TASK INSTRUCTIONS -
1 > In the birding trip report, why did the group drive back to Dinsho and Dinsho Pond? Answer in one to three sentences.
2 > Write out the birding trip report from "We spent most" to "in the highlands.".

TEXT EXCERPT -
We spent most of the day on the Sanetti plateau and when scoping the plains, Antonio discovered 2 Moorland Francolins. We decided to walk in and flushed one bird, which gave great views in flight. But during our search on the plateau we failed to find any Spot-breasted Plovers. Apparently nobody really knows where the species disperses to after it gets dryer and dryer in the highlands.

Negussie suggested to drive back to Dinsho and Dinsho Pond as this was according to him the most likely place to find the species. And so we did. And then we got really lucky. As we walked around the pond, one of the locals flushed a Spot-breasted Plover, which landed a little further on the plains and gave great views. This turned out to be the only observation of this species during the whole trip.

We made another short stop at Dinsho HQ but the local guide still did not succeed in finding the Abyssinian Owl so we had to admit defeat on this one. We drove back to our hotel in Goba and Frans was really glad to see his bed. But he made it.

Day 5: Monday February 13

At dawn we left Goba and drove up to the Sanetti Plateau again. Frans felt a little better. When driving up we had fantastic and close views of a small covey of Moorland Francolins, just next to the road.

We only made a few short roadside stops and mid morning we arrived at Harenna Forest.

The couple of hours we birded in this area which was of course insufficient but still we saw some good birds. A soaring Ayre’s Hawk-Eagle gave nice views and other notable species observed include Red-breasted Sparrowhawk, African Olive Pigeon, White-cheeked Turaco, Abyssinian Ground-Thrush, African Hill Babbler, Abyssinian Oriole, Abyssinian Catbird, Abyssinian Crimsonwing, Slender-billed Starling and Yellow-crowned Canary.

GIVEN MATERIAL -
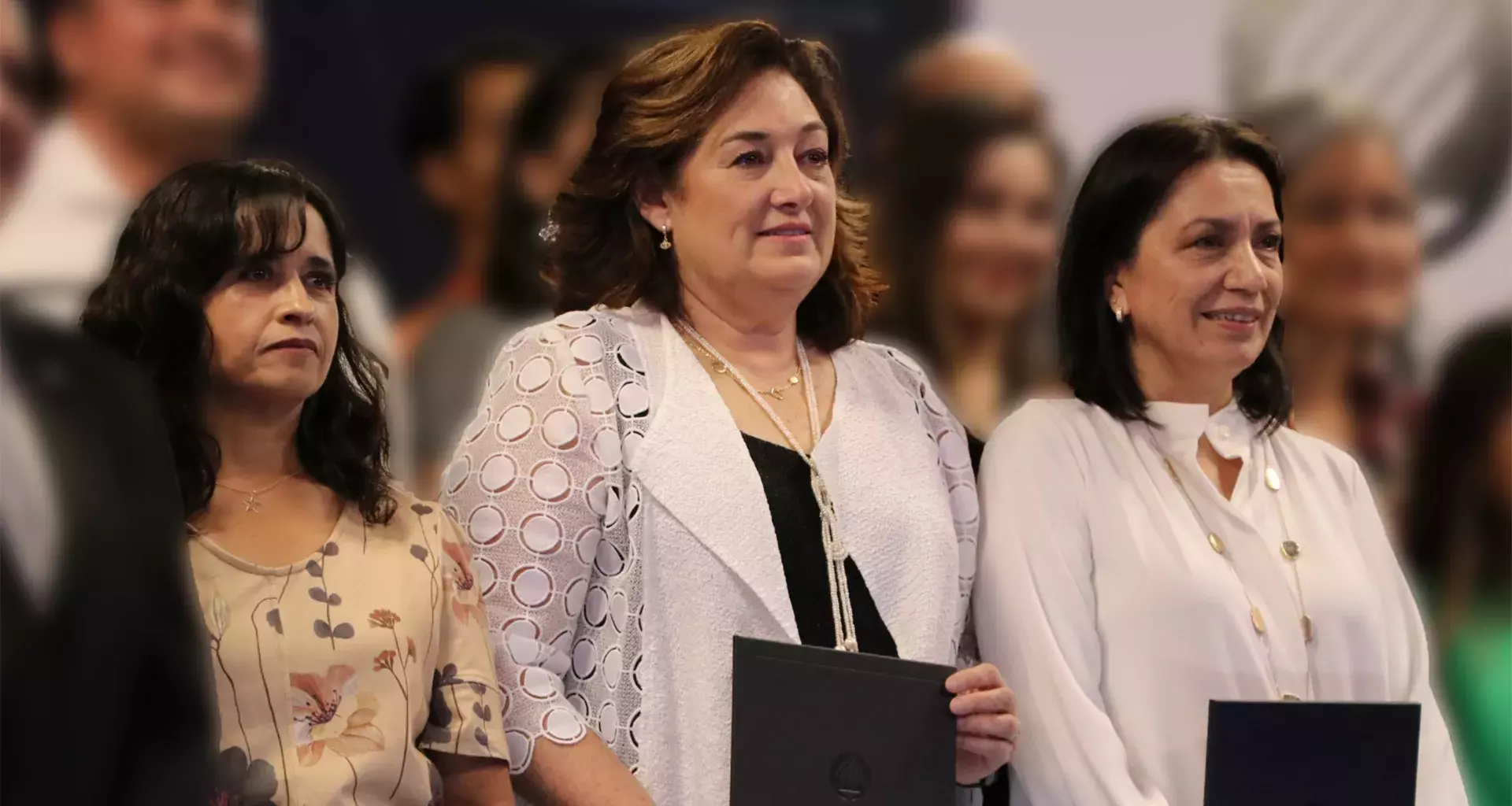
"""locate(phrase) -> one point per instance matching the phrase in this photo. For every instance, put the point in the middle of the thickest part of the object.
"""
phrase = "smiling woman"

SET OF ANSWERS -
1 > They had searched the Sanetti plateau without finding any Spot-breasted Plovers. Negussie suggested Dinsho and Dinsho Pond because, according to him, it was the most likely place to find the species.

2 >
We spent most of the day on the Sanetti plateau and when scoping the plains, Antonio discovered 2 Moorland Francolins. We decided to walk in and flushed one bird, which gave great views in flight. But during our search on the plateau we failed to find any Spot-breasted Plovers. Apparently nobody really knows where the species disperses to after it gets dryer and dryer in the highlands.